■ **Requirements**
(a) Duplicate the passage from the piece on Charlie Watts's drumming, starting at "First, you might" and ending at "old couldn't play.".
(b) Pick out every row that contains the word "trousers" and copy each one in full.

■ **Document extract**
In a previous piece, I described Led Zeppelin's John Bonham as the overall rock drummer par excellence. Extraordinarily dynamic, Bonham had a lot of gears. He could play louder and heavier than anyone, but could also finesse quiet passages, zig-zag between funk and reggae and swing, and, well, you get the picture.
Charlie was a different sort of drummer, at least while playing with the Rolling Stones. If Bonham was a six-gear, $100,000, 230 horsepower, hot-rodded Harley (with Batmobile-style mods like a smoke-blower, mini-machine guns, and oil-slick dispenser), Charlie was your English grandfather's vintage Raleigh bicycle. It never broke. It was easy to maintain. You could cruise along on it all day long year after year, decade after decade. It had only one gear, but for a bicycle, it was the perfect gear. And it is with drummers and vehicles as it is for everything else: horses for courses. Which one's best depends on what you need.
And what the brand new blues band, the Rolling Stones, needed on drums in late 1962 was solidity. Constancy. No frills. Reliability. Maturity. That sort of thing. The eager band members were all teenagers, after all. Their nineteen year old singer Mick was hyperactive, teeming with ambition, but unsure about direction. Their guitar player, Brian, was flighty and aloof. Their other guitar player, Keith, was a young colt—naive and still unformed. The bass player, Bill, could barely play. In fact, the entire band could barely play. What they needed, in short, was the musical version of that durable, vintage Raleigh to get them where they needed to go.
Translation: What they needed was Charlie Watts. They got him in early 1963, when he joined up. And at a couple of years older than the other guys, he even had that extra bit of maturity they needed.
In the space remaining, I just want to mention a few of the more endearing things about Charlie.
First, you might never guess, listening to his recorded Rolling Stones drum performances, that Charlie was a precocious jazz drummer. With the Stones, he was a paragon of percussive minimalism. In fact, I'm not sure there's a single drum fill on any Stones song a five year old couldn't play.
But that's no sleight. What matters is playing the right thing—not the complicated thing—and as it happened, Charlie always played the right thing. He played what he played because that's what he should have played in the Rolling Stones song he was playing. That's what good musicians do, after all.
Consider the lead-in fill for "Gimme Shelter" (at :40). It consists of simple snare hits on beats three and four—bap - bap—and he's in. And what's great is, his big "variation" on his lead-in two hit fill, a few bars later at :47, is just a four hit fill: bap - bap - bap - bap.

[Some rows]
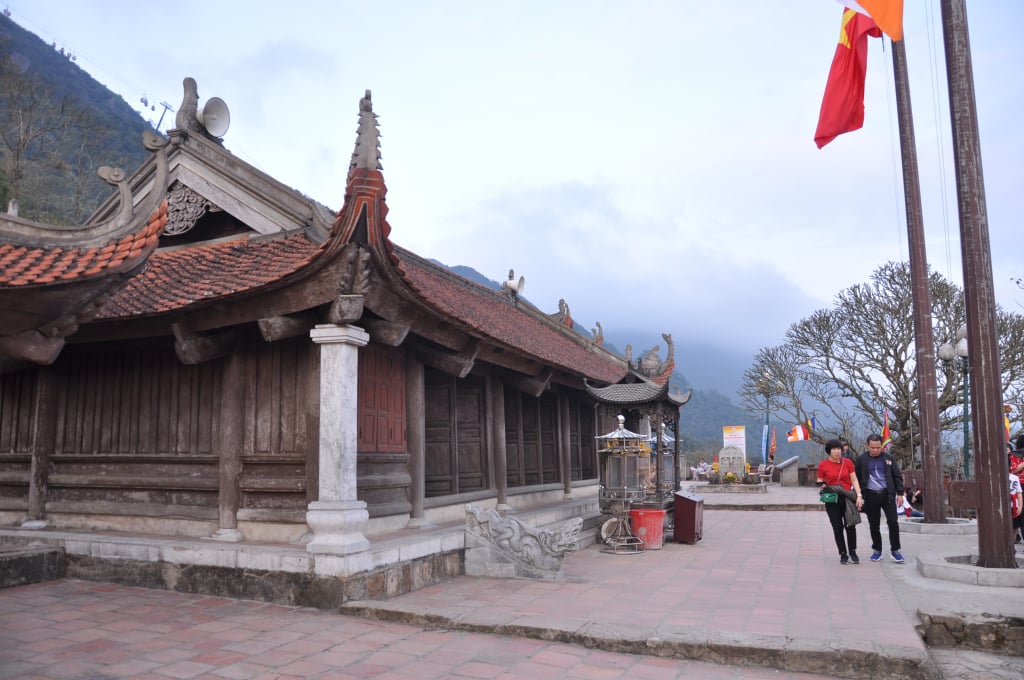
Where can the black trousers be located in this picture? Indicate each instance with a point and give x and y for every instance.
(846, 537)
(875, 504)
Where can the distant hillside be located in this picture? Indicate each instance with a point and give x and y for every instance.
(101, 129)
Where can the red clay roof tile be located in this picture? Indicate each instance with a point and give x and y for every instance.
(176, 279)
(20, 265)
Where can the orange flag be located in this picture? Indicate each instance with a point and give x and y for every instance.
(843, 104)
(887, 13)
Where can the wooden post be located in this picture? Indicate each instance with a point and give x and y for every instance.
(498, 444)
(230, 441)
(566, 442)
(995, 549)
(43, 443)
(928, 402)
(416, 437)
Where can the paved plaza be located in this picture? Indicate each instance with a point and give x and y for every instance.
(762, 595)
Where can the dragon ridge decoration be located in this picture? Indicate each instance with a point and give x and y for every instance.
(515, 549)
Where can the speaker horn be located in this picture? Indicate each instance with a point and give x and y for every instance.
(214, 117)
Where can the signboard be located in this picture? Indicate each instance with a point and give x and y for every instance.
(734, 435)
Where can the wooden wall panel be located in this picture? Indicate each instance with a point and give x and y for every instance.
(439, 427)
(471, 434)
(513, 438)
(17, 396)
(276, 426)
(530, 440)
(109, 401)
(382, 399)
(548, 420)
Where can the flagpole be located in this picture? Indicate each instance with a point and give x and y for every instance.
(928, 402)
(994, 549)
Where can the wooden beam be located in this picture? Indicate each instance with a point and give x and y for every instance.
(280, 328)
(453, 364)
(534, 386)
(511, 360)
(32, 346)
(386, 333)
(193, 349)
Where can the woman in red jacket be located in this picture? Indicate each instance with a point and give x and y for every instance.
(839, 473)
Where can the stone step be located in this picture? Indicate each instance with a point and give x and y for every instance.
(24, 564)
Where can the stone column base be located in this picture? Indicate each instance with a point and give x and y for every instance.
(224, 535)
(337, 526)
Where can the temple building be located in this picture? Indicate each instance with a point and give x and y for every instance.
(216, 355)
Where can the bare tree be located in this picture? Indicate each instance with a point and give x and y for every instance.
(849, 364)
(37, 127)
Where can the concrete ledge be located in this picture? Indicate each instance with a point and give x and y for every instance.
(952, 526)
(986, 632)
(833, 657)
(733, 489)
(962, 568)
(20, 565)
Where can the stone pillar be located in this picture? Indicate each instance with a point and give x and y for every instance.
(498, 443)
(566, 445)
(416, 439)
(337, 519)
(231, 433)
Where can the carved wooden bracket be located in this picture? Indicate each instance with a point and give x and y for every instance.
(193, 349)
(386, 333)
(280, 328)
(535, 386)
(458, 365)
(345, 309)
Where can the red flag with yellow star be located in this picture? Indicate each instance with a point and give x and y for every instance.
(843, 104)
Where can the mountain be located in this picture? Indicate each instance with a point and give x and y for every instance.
(114, 138)
(59, 126)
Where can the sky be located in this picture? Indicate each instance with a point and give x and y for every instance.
(649, 162)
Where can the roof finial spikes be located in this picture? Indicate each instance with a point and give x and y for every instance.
(367, 155)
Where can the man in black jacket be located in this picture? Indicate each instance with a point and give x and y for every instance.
(882, 482)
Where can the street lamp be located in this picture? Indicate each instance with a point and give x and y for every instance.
(957, 355)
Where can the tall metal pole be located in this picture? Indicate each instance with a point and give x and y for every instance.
(764, 438)
(966, 367)
(995, 548)
(928, 402)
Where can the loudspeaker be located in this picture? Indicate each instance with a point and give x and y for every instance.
(214, 117)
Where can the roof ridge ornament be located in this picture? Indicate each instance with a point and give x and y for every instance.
(211, 122)
(367, 155)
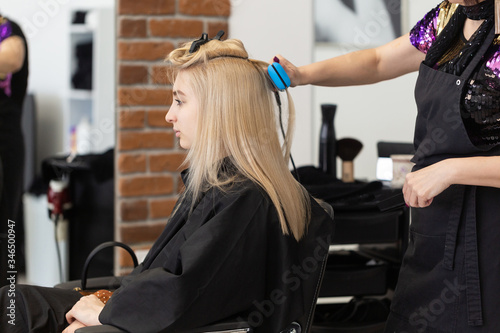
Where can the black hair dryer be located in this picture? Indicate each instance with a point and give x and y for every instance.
(327, 141)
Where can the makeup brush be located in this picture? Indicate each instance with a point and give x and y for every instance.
(347, 150)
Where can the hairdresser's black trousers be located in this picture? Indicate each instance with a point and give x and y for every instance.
(32, 309)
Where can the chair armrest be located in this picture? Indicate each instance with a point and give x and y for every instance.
(99, 329)
(232, 326)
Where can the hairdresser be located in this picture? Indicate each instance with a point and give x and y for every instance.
(13, 82)
(450, 276)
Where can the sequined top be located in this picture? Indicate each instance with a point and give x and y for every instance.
(5, 32)
(480, 106)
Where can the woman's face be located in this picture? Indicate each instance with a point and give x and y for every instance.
(183, 113)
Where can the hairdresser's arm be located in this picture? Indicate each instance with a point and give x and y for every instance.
(422, 186)
(385, 62)
(12, 53)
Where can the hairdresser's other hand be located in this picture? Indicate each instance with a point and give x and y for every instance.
(422, 186)
(86, 311)
(290, 69)
(73, 327)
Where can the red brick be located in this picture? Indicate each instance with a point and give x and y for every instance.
(160, 76)
(143, 96)
(205, 7)
(145, 185)
(132, 74)
(131, 119)
(144, 50)
(162, 208)
(156, 118)
(151, 7)
(134, 210)
(141, 233)
(133, 28)
(215, 27)
(130, 140)
(176, 28)
(128, 163)
(166, 162)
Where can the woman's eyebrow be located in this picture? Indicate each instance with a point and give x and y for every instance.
(178, 92)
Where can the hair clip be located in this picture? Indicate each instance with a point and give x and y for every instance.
(195, 46)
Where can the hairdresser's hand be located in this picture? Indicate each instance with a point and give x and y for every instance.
(290, 69)
(86, 311)
(73, 327)
(422, 186)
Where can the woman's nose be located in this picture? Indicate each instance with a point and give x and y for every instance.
(169, 117)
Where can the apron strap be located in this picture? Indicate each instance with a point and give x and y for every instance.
(465, 201)
(475, 314)
(452, 228)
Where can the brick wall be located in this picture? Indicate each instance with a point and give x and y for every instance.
(147, 154)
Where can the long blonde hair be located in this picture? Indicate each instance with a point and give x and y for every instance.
(237, 119)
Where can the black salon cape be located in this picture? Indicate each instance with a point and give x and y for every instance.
(227, 258)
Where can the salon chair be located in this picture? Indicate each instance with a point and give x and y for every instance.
(312, 286)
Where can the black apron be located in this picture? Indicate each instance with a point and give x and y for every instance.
(450, 276)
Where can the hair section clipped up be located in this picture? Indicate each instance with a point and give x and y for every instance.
(237, 121)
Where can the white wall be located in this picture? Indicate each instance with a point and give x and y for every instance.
(384, 111)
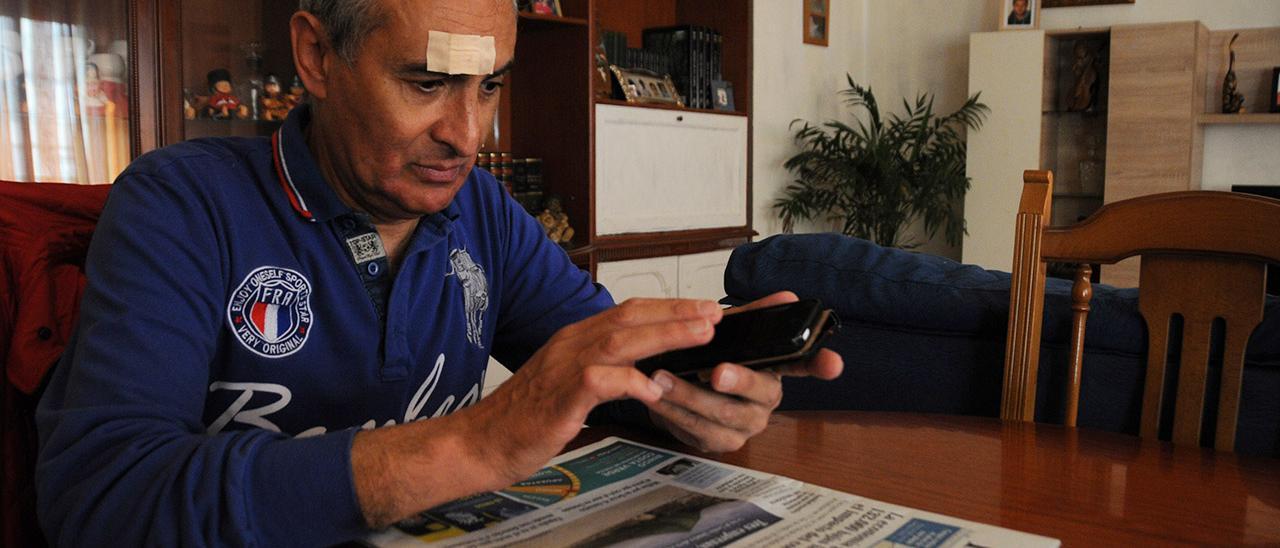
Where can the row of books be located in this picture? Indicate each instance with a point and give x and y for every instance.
(694, 54)
(634, 58)
(522, 177)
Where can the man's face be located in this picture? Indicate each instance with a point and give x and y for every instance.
(401, 140)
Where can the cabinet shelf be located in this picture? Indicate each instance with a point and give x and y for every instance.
(1238, 119)
(1100, 113)
(664, 106)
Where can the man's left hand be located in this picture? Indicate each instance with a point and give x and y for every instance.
(740, 400)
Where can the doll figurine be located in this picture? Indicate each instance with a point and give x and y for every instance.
(223, 104)
(554, 222)
(273, 101)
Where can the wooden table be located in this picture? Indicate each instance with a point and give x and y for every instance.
(1083, 487)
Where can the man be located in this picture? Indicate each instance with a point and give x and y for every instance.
(255, 309)
(1020, 14)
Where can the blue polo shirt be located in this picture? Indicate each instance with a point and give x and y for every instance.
(240, 324)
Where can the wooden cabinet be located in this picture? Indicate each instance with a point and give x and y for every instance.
(668, 170)
(695, 275)
(1147, 123)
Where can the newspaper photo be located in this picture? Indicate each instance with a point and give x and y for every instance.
(620, 493)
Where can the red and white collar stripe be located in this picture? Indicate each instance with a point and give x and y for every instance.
(282, 172)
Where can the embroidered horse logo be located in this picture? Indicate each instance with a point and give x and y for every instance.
(475, 292)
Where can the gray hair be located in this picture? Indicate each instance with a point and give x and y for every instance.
(348, 22)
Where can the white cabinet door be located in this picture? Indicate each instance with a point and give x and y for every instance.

■ **Solutions to each task**
(a)
First, you might never guess, listening to his recorded Rolling Stones drum performances, that Charlie was a precocious jazz drummer. With the Stones, he was a paragon of percussive minimalism. In fact, I'm not sure there's a single drum fill on any Stones song a five year old couldn't play.

(b)
Where can the black trousers be located in this picture? Indicate each instance with a point and give x and y for every instance.
Where can the hairdresser's black trousers be located in this picture? Indicate each instance with a point and give x and y for every instance.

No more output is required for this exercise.